[Fragmento proporcionado]
Nuestra sociedad avanza de la mano de grandes contrastes. Hemos sido capaces de construir modelos de solidaridad ejemplares, mundialmente envidiados, como la Organización Nacional de Trasplantes (ONT) o la Organización Nacional de Ciegos Españoles (ONCE), mientras que por el contrario, somos incapaces de detener y eliminar espacios de violencia, sufrimiento y dolor injustificables como sucede con los asesinatos de mujeres y otras formas de violencia de género. Es cierto que en los últimos años se ha generado un mayor rearme moral en la ciudadanía contra estas conductas delictivas y la ideología que las sustenta, desplegando un conjunto de dispositivos legales, sociales, policiales y judiciales para intervenir sobre los agresores, protegiendo a las víctimas en situación de riesgo. Pero la gravedad del daño en términos de mujeres asesinadas, agredidas, dañadas física y moralmente, así como las secuelas causadas a los hijos, es de tal envergadura que supone una asignatura pendiente colectiva en la que tenemos todavía mucho por avanzar.

Sin embargo, resulta llamativo que en España existan otros gigantescos dramas sociales de los que apenas se habla, que pasan de puntillas entre nosotros sin que seamos capaces de mostrar la preocupación que merecen, como si nos hubiéramos acostumbrado a mirar para otro lado, intentando no estrellarnos contra una realidad sangrante, como sucede con la accidentalidad laboral.

España no solo lidera las estadísticas europeas en desempleo, temporalidad o precariedad laboral, sino que también encabeza otro lamentable ranking como es el índice de incidencia estandarizado de accidentalidad laboral entre los países europeos de la UE-15, hasta el punto que en nuestro país se producen el 20% de todos los accidentes laborales de estos quince países. Es algo que sucede desde hace demasiado tiempo, sin que se hayan puesto en marcha acciones de envergadura para comprender y reducir las cifras de un gigantesco drama humano de proporciones colosales, tanto por el daño humano que genera, como también por sus costes económicos y consecuencias sociales.

La contundencia de las cifras demuestran con claridad la magnitud de esta enorme tragedia. En los últimos doce meses fallecieron en España 565 trabajadores en accidentes laborales, 55 más que en el año anterior. De los más de 530.000 accidentes de trabajo con baja en jornada laboral y in itinere que se produjeron en el último año, cerca de 4.500 fueron graves o muy graves, dejando importantes secuelas a un buen número de trabajadores afectados. Lo llamativo es que los accidentes laborales estén subiendo en todos los sectores en pleno escenario de crisis y con las abultadas cifras de desempleo que sufrimos, con una media del 11% de aumento respecto al año anterior.
[/Fragmento proporcionado]
[Información extraída]
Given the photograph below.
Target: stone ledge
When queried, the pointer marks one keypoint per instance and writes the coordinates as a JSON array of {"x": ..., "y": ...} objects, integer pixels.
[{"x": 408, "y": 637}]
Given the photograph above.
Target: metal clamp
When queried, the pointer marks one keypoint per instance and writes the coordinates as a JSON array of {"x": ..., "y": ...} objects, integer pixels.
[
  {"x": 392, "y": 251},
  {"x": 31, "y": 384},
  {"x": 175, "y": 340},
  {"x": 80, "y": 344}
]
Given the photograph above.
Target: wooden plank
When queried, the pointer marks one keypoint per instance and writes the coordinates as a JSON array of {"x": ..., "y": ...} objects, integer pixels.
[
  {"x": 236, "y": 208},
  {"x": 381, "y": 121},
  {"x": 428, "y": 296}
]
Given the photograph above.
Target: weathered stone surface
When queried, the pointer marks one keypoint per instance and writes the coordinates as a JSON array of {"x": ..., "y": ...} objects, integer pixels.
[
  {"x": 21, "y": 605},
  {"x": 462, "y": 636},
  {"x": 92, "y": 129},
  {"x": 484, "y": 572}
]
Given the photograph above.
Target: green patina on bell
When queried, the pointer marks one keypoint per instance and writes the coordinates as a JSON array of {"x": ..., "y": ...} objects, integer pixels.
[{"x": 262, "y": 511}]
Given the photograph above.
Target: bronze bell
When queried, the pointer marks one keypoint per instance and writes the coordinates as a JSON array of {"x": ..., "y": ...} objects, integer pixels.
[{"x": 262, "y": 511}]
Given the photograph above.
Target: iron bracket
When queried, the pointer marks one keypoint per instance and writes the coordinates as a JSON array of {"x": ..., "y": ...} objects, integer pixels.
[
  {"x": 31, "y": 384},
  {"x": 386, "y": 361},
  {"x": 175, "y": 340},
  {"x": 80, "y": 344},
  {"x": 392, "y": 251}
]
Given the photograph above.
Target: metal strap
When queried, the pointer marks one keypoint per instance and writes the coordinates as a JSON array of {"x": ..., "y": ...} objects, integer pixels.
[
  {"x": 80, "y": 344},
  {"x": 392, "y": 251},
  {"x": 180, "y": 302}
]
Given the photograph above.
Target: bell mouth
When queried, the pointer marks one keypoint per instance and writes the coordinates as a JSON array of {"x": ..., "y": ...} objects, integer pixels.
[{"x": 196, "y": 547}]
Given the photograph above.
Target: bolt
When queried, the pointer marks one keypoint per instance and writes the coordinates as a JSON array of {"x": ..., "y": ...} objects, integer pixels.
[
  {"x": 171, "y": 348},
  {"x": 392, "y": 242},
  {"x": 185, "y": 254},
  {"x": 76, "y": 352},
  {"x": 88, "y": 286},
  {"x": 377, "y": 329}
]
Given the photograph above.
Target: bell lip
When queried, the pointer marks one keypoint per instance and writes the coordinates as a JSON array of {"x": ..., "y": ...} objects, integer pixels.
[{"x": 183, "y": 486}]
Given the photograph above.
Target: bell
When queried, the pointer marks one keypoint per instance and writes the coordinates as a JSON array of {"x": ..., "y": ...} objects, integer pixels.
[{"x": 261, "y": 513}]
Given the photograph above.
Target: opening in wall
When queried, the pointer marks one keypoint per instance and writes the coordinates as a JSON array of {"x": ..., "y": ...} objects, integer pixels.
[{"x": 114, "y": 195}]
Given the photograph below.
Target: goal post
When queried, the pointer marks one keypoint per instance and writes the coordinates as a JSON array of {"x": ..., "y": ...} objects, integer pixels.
[/Información extraída]
_Tu objetivo_.
Retoma el artículo sobre la accidentalidad laboral en España y continúalo a partir de su última oración. Los registros son un material aparte, sin relación con el texto.

_Respuesta del ejercicio_.
Y es que en España se están dando circunstancias específicas que agravan la accidentalidad laboral sobre los trabajadores más precarios y vulnerables, que en muchos casos aparecen infrarrepresentadas o ni siquiera figuran en las estadísticas oficiales, lo que supone un elemento de discriminación añadida sobre muchas de estas personas que sufren accidentes en el trabajo, produciendo graves lesiones o incluso fallecimientos que podrían haberse evitado. De hecho, la precariedad laboral, la elevada temporalidad y el peso de la economía sumergida vienen actuando no solo como un factor más de pobreza y desigualdad entre los trabajadores, sino como un vector que aumenta el riesgo de accidentalidad.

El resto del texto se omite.